### Aim of the task
Copy the following lines word for word, starting with the line that has "Target: rippled water surface" and ending with the line that has "POLYGON ((0 1, 1", both included.

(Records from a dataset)
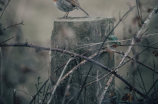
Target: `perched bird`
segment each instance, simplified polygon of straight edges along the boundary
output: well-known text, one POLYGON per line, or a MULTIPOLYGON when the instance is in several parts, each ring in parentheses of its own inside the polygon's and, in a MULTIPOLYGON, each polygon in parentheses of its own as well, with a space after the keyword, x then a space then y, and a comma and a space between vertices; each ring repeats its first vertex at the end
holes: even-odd
POLYGON ((64 17, 68 17, 69 12, 74 9, 80 9, 83 12, 85 12, 87 16, 89 16, 88 13, 81 8, 77 0, 54 0, 54 4, 58 9, 60 9, 63 12, 66 12, 64 17))
MULTIPOLYGON (((108 40, 117 41, 118 38, 117 38, 115 35, 110 35, 110 36, 108 37, 108 40)), ((120 42, 111 42, 111 44, 121 45, 120 42)))

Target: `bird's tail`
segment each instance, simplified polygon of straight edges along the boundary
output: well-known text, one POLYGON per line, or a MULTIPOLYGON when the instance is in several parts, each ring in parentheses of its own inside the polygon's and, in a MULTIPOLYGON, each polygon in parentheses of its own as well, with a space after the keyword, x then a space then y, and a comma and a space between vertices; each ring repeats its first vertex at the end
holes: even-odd
POLYGON ((84 9, 82 9, 81 7, 78 7, 80 10, 82 10, 83 12, 85 12, 85 14, 87 15, 87 16, 89 16, 89 14, 84 10, 84 9))

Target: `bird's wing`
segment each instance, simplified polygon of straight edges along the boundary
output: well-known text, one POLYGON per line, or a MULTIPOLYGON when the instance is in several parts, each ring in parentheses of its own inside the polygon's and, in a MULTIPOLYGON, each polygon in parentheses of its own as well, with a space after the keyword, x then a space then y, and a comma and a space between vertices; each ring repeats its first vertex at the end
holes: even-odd
POLYGON ((80 4, 77 0, 66 0, 67 2, 69 2, 70 4, 72 4, 75 7, 80 7, 80 4))
POLYGON ((78 9, 82 10, 87 14, 87 16, 89 16, 88 13, 80 7, 80 4, 77 0, 66 0, 66 1, 69 2, 71 5, 73 5, 74 7, 77 7, 78 9))

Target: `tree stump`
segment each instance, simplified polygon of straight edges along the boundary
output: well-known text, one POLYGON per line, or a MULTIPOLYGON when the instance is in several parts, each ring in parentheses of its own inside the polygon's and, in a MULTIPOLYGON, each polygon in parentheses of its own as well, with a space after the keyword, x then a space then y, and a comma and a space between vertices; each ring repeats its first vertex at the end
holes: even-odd
MULTIPOLYGON (((101 18, 101 17, 69 17, 66 19, 57 19, 54 21, 54 29, 51 36, 51 47, 60 48, 90 57, 96 53, 101 44, 93 45, 92 43, 100 43, 108 35, 114 26, 114 19, 101 18)), ((112 33, 111 35, 113 35, 112 33)), ((63 53, 51 53, 51 83, 55 85, 60 74, 63 71, 67 61, 72 56, 63 53)), ((72 59, 67 67, 64 75, 72 68, 78 65, 83 59, 72 59)), ((99 55, 97 61, 103 65, 112 68, 114 67, 114 59, 110 54, 104 52, 99 55)), ((77 94, 85 80, 88 70, 90 69, 91 62, 79 66, 71 75, 66 77, 57 87, 52 99, 52 104, 74 104, 77 94)), ((93 65, 90 72, 87 84, 91 83, 108 72, 104 69, 93 65)), ((102 92, 105 90, 106 83, 110 76, 106 76, 99 81, 89 84, 84 87, 77 104, 98 104, 102 92)), ((114 79, 113 79, 114 82, 114 79)), ((114 93, 114 84, 108 89, 104 99, 109 99, 110 93, 114 93)))

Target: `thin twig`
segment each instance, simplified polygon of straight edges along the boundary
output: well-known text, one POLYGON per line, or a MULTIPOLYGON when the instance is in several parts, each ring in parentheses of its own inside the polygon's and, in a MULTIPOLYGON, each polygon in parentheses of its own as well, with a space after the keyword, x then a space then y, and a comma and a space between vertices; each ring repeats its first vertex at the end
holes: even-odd
POLYGON ((43 85, 41 86, 41 88, 37 91, 36 95, 33 97, 33 99, 30 101, 29 104, 32 104, 32 102, 35 100, 36 96, 38 95, 38 93, 42 90, 42 88, 45 86, 45 84, 48 82, 49 79, 47 79, 43 85))
POLYGON ((13 39, 13 38, 14 38, 14 37, 11 37, 11 38, 9 38, 9 39, 3 41, 3 42, 0 42, 0 44, 3 44, 3 43, 5 43, 5 42, 7 42, 7 41, 9 41, 9 40, 11 40, 11 39, 13 39))
POLYGON ((5 27, 5 28, 2 29, 2 31, 5 31, 5 30, 7 30, 7 29, 9 29, 9 28, 12 28, 12 27, 14 27, 14 26, 17 26, 17 25, 24 25, 24 22, 22 21, 22 22, 20 22, 20 23, 16 23, 16 24, 14 24, 14 25, 5 27))
POLYGON ((24 90, 28 93, 31 99, 33 99, 33 96, 30 94, 30 92, 23 86, 24 90))
POLYGON ((7 5, 4 7, 4 9, 3 9, 3 11, 2 11, 2 14, 1 14, 1 16, 0 16, 0 20, 1 20, 2 16, 3 16, 3 13, 4 13, 5 9, 7 8, 9 2, 10 2, 10 0, 8 0, 7 5))
POLYGON ((104 91, 102 92, 102 94, 101 94, 101 96, 100 96, 100 99, 99 99, 99 103, 98 103, 98 104, 101 104, 101 103, 102 103, 102 101, 103 101, 103 99, 104 99, 104 97, 105 97, 105 94, 106 94, 108 88, 110 87, 110 85, 111 85, 111 83, 112 83, 112 81, 113 81, 113 78, 114 78, 114 75, 112 74, 112 75, 110 76, 108 82, 107 82, 106 85, 105 85, 104 91))
POLYGON ((55 84, 54 87, 53 87, 53 91, 52 91, 52 93, 51 93, 51 97, 50 97, 50 99, 48 100, 47 104, 50 104, 50 103, 51 103, 51 101, 52 101, 52 99, 53 99, 53 96, 54 96, 54 93, 55 93, 55 91, 56 91, 56 88, 57 88, 58 85, 60 84, 60 80, 61 80, 61 78, 62 78, 62 76, 63 76, 63 74, 64 74, 64 72, 65 72, 65 70, 66 70, 66 68, 67 68, 67 66, 68 66, 68 64, 69 64, 72 60, 74 60, 74 59, 75 59, 75 58, 70 58, 70 59, 68 60, 68 62, 66 63, 66 65, 65 65, 65 67, 64 67, 64 69, 63 69, 63 71, 62 71, 62 73, 60 74, 60 77, 59 77, 58 81, 56 82, 56 84, 55 84))

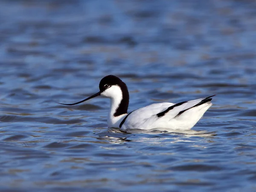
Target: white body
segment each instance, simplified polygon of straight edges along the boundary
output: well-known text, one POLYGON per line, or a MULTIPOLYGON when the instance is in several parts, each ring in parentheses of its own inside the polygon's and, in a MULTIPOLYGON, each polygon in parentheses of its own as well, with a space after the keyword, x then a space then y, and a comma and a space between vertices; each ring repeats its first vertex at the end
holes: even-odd
POLYGON ((201 99, 189 101, 187 103, 176 107, 160 117, 158 117, 156 115, 175 104, 157 103, 140 108, 134 111, 128 116, 121 129, 125 130, 134 128, 147 130, 156 129, 166 131, 169 129, 190 129, 212 106, 210 102, 189 109, 176 117, 175 116, 180 111, 190 108, 201 100, 201 99))
MULTIPOLYGON (((118 116, 113 115, 122 100, 122 92, 118 86, 112 86, 106 90, 102 95, 111 99, 110 110, 108 117, 109 128, 119 128, 123 119, 127 115, 123 114, 118 116)), ((130 114, 122 125, 121 129, 138 129, 161 130, 169 129, 189 130, 192 128, 202 117, 204 113, 212 104, 210 102, 195 107, 175 117, 183 110, 192 108, 200 102, 204 98, 189 101, 180 106, 175 107, 163 116, 158 117, 157 114, 160 113, 174 105, 172 103, 160 103, 152 104, 140 108, 130 114)))
POLYGON ((122 130, 187 130, 192 128, 212 106, 211 97, 214 96, 177 104, 152 104, 128 114, 129 96, 125 83, 118 77, 111 75, 101 80, 99 88, 99 92, 80 102, 71 104, 58 103, 73 105, 102 95, 111 99, 108 116, 109 128, 116 127, 122 130))

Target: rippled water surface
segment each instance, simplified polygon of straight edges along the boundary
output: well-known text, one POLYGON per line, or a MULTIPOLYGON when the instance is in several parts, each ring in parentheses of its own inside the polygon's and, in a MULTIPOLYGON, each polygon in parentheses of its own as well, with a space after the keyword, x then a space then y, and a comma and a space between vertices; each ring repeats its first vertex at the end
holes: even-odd
POLYGON ((0 1, 1 191, 256 190, 256 3, 0 1), (189 131, 108 129, 129 111, 216 94, 189 131))

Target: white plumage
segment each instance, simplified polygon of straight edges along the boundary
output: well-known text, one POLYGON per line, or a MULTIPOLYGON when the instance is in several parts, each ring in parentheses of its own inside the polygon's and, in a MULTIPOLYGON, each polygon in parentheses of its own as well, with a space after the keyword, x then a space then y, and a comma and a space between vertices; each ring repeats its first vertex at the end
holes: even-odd
POLYGON ((204 99, 205 98, 189 101, 181 105, 175 107, 160 117, 156 115, 175 104, 172 103, 156 103, 140 108, 130 114, 121 129, 156 129, 166 131, 170 129, 190 129, 212 105, 209 101, 192 108, 204 99), (176 116, 180 111, 190 108, 192 108, 176 116))
POLYGON ((152 104, 127 113, 129 93, 126 85, 118 77, 108 76, 99 83, 100 91, 73 105, 97 96, 103 96, 111 99, 108 116, 109 128, 118 127, 122 130, 138 129, 190 129, 202 117, 212 104, 212 96, 198 99, 174 104, 160 103, 152 104))

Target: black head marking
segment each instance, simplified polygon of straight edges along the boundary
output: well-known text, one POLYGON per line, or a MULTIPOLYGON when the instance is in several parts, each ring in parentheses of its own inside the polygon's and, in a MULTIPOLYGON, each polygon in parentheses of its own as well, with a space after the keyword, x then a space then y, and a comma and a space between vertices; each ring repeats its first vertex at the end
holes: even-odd
POLYGON ((111 75, 103 77, 100 81, 99 87, 101 92, 103 92, 112 85, 120 86, 122 84, 125 83, 120 79, 115 76, 111 75))
POLYGON ((99 82, 99 87, 100 92, 102 93, 113 85, 119 86, 122 93, 122 99, 114 113, 114 116, 117 116, 127 113, 129 105, 129 92, 125 84, 118 77, 112 75, 104 77, 99 82))

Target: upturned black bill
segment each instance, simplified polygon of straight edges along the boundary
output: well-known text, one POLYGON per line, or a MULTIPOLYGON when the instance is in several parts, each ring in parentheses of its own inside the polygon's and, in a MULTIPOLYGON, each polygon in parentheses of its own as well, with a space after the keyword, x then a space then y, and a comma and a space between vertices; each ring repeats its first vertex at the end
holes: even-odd
POLYGON ((93 98, 93 97, 96 97, 97 96, 99 96, 100 95, 101 93, 100 91, 99 92, 98 92, 97 93, 91 96, 90 97, 89 97, 88 98, 86 98, 85 99, 84 99, 82 101, 80 101, 79 102, 77 102, 77 103, 70 103, 70 104, 66 104, 65 103, 58 103, 58 102, 57 103, 58 103, 59 104, 65 105, 74 105, 79 104, 79 103, 82 103, 83 102, 84 102, 85 101, 87 101, 87 100, 88 100, 89 99, 91 99, 92 98, 93 98))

### The output
Target: rippled water surface
segment each instance, simplified polygon of straight edges along the boundary
output: well-known text, one POLYGON per line, or a MULTIPOLYGON when the instance is in several parts, each ring in parentheses of its own inside the polygon's and, in a MULTIPOLYGON, each polygon in parentheses of its own as well, with a space after the keyword, x then a space then y, and a comma and a space between vertices; each ring repeats its first vertex at the end
holes: even-odd
POLYGON ((0 1, 1 191, 256 190, 256 3, 0 1), (189 131, 108 129, 129 111, 216 94, 189 131))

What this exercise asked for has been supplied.